### Reading text
B.W.P., a sperm donor, appeals an order dismissing his amended petition to determine paternity with prejudice and a related order granting attorney’s fees to A.L.H., the mother. We conclude that the trial court did not err in dismissing the amended petition with prejudice, because even if B.W.P. is correct that there was no valid written contract between the parties limiting his ability to assert parental *1230rights, section 742.14, Florida Statutes (2012), precludes him from asserting such rights.1 See Lamaritata v. Lucas, 823 So.2d 316 (Fla. 2d DCA 2002).
However, we conclude that the trial court erred in awarding attorney’s fees to A.L.H. pursuant to section 57.105, Florida Statutes (2012). The court found that B.W.P. knew or should have known that his petition and amended petition were “insufficient on the facts and the law.” Section 57.105(3) states that notwithstanding whether an action is not supported by the facts or the application of then-existing law, fees may not be awarded if the claim “was initially presented to the court as a good faith argument for the extension, modification, or reversal of existing law or the establishment of new law, as it applied to the material facts, with a reasonable expectation of success.”

### Source material

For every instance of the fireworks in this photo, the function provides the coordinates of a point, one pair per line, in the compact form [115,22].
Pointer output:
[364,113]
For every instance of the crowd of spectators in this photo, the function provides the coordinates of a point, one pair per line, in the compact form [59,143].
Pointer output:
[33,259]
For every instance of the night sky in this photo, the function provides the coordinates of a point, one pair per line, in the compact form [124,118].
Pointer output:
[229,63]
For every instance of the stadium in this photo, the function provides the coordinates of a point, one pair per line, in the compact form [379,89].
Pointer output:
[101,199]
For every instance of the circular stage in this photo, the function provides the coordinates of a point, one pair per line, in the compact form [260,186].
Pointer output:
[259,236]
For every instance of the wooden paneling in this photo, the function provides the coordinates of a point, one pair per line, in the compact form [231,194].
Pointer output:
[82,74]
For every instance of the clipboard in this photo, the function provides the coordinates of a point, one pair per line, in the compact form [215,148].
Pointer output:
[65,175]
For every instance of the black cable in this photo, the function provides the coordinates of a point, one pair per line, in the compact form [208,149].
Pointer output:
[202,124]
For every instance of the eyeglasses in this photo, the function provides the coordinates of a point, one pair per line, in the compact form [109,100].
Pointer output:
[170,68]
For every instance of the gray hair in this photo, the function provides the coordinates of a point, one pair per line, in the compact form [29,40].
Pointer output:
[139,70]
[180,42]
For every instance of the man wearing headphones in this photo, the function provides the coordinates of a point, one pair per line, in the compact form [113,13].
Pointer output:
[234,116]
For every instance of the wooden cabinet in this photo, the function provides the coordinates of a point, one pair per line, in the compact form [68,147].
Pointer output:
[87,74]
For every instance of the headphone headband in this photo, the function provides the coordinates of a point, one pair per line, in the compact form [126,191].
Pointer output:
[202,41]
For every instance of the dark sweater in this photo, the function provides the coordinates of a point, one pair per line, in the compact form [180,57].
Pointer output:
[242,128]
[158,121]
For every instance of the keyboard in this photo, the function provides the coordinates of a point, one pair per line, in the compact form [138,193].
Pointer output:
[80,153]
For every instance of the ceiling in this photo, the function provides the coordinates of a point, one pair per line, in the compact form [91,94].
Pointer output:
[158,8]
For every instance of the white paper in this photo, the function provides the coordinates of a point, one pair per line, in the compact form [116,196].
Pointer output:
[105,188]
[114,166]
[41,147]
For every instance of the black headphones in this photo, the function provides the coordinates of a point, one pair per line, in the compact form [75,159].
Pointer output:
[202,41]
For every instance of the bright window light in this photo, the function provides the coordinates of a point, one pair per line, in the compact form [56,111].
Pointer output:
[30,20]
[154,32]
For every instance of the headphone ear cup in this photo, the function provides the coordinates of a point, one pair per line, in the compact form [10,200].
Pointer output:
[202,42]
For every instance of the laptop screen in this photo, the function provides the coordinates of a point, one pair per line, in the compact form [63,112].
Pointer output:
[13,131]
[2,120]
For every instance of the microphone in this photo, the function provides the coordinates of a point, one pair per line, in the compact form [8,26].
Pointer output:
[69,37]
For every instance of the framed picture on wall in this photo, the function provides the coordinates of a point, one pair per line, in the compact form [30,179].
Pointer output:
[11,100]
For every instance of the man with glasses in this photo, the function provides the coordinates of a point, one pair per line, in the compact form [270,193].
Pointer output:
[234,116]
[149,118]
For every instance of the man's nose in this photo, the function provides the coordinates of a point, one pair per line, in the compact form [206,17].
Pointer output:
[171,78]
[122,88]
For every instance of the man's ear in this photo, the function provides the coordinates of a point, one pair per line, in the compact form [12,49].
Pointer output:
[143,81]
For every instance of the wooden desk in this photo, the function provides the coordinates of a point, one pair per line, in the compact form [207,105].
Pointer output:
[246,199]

### Exercise details
Continue the court opinion on the sperm donor's paternity appeal, picking up right after its last sentence.

### Exercise response
As recognized by the Fourth District, attorney’s fees should not be awarded pursuant to section 57.105 when the losing party attempted in good faith to advance a novel question of law. Vasquez v. Provincial S., Inc., 795 So.2d 216, 218 (Fla. 4th DCA 2001) (“Florida favors access to the courts and has interpreted section 57.105 to provide a remedy only where the plaintiffs complaint is completely untenable. An award of attorney’s fees is not appropriate as long as the complaint alleges some justiciable issue.”). In his petition, B.W.P. attempted to advance a novel question of law. See generally D.M.T. v. T.M.H., 129 So.3d 320, 328 (Fla.2013) (holding section 742.14 “unconstitutional as applied under the Due Process Clauses of the Florida and United States Constitutions and under the privacy provision of the Florida Constitution”); Jason P. v. Danielle S., 226 Cal.App.4th 167, 171 Cal.Rptr.3d 789, 797-98 (2014) (deciding that sperm donor could not rely on doctrine of equitable estoppel to argue that the mother was not entitled to the protection afforded her under California’s statute addressing the rights of a donor).
Accordingly, we affirm the order dismissing B.W.P.’s amended petition to determine paternity with prejudice, but we reverse the order granting A.L.H. an award of attorney’s fees pursuant to section 57.105.
Affirmed in part; reversed in part.
KHOUZAM and MORRIS, JJ., Concur.. B.'W.P. and A.L.H. agreed that she would be artificially inseminated without the help of a fertility clinic.